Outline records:

══════

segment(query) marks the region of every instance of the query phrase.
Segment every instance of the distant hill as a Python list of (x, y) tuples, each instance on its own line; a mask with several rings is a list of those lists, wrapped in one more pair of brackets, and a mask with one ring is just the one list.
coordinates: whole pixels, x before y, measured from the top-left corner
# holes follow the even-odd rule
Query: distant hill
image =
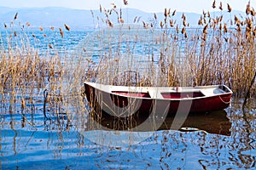
[[(117, 9), (119, 12), (119, 9)], [(93, 28), (97, 26), (97, 18), (102, 23), (106, 19), (103, 13), (100, 13), (99, 10), (92, 10), (93, 15), (90, 10), (73, 9), (59, 7), (49, 7), (49, 8), (11, 8), (6, 7), (0, 7), (0, 29), (3, 28), (4, 24), (9, 26), (9, 23), (14, 20), (14, 17), (18, 13), (18, 18), (15, 21), (15, 25), (24, 25), (26, 22), (31, 24), (31, 27), (49, 27), (63, 26), (66, 23), (71, 28)], [(158, 13), (158, 20), (163, 20), (164, 14)], [(182, 12), (177, 12), (173, 20), (177, 20), (177, 23), (182, 25)], [(198, 20), (201, 16), (200, 14), (195, 13), (184, 13), (187, 18), (187, 22), (190, 26), (197, 26)], [(220, 12), (215, 12), (211, 14), (212, 16), (220, 15)], [(227, 12), (223, 12), (224, 18), (226, 20), (234, 19), (234, 14), (237, 16), (244, 16), (244, 13), (241, 11), (232, 11), (231, 14)], [(122, 18), (125, 23), (133, 23), (133, 20), (137, 18), (140, 18), (140, 23), (143, 21), (148, 21), (154, 19), (154, 14), (146, 13), (135, 8), (123, 8)], [(111, 20), (117, 21), (117, 15), (113, 12)]]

══════

» AIM
Render the records above as a two-column CSV with the header row instruction,outline. Give one row per request, with its text and its answer each in a single quoted field, line breaks replaced by spaces, and the pictures omitted.

» SOLUTION FOR THIS EXERCISE
instruction,outline
"segment(query) marks the region of every instance of the query phrase. Segment every instance of the distant hill as a Python list of (x, y) tuples, each instance on its own line; a mask with several rings is a list of those lists, wrapped in one more pair of brackets, and a mask with one ring is just the one list. coordinates: whole pixels, x before y, measured from the top-left corner # holes follow the even-odd rule Query: distant hill image =","[[(117, 9), (119, 12), (119, 9)], [(93, 28), (97, 26), (97, 18), (102, 23), (106, 19), (103, 13), (100, 13), (99, 10), (92, 10), (93, 15), (90, 10), (73, 9), (59, 7), (49, 7), (49, 8), (11, 8), (6, 7), (0, 7), (0, 29), (3, 28), (4, 24), (9, 26), (9, 23), (14, 20), (14, 17), (18, 13), (18, 18), (15, 21), (15, 25), (24, 25), (26, 22), (31, 24), (31, 27), (49, 27), (63, 26), (66, 23), (71, 28)], [(158, 13), (158, 20), (163, 20), (164, 14)], [(182, 12), (177, 12), (173, 20), (177, 20), (177, 23), (182, 25)], [(198, 20), (201, 16), (200, 14), (195, 13), (184, 13), (187, 18), (187, 22), (190, 26), (197, 26)], [(220, 12), (215, 12), (211, 14), (212, 16), (220, 15)], [(227, 12), (223, 12), (224, 18), (226, 20), (234, 19), (234, 14), (237, 16), (244, 16), (244, 13), (241, 11), (232, 11), (231, 14)], [(122, 18), (125, 23), (133, 23), (133, 20), (137, 18), (140, 18), (140, 23), (143, 21), (148, 21), (154, 19), (154, 14), (146, 13), (135, 8), (123, 8)], [(111, 20), (117, 21), (117, 15), (113, 12)]]"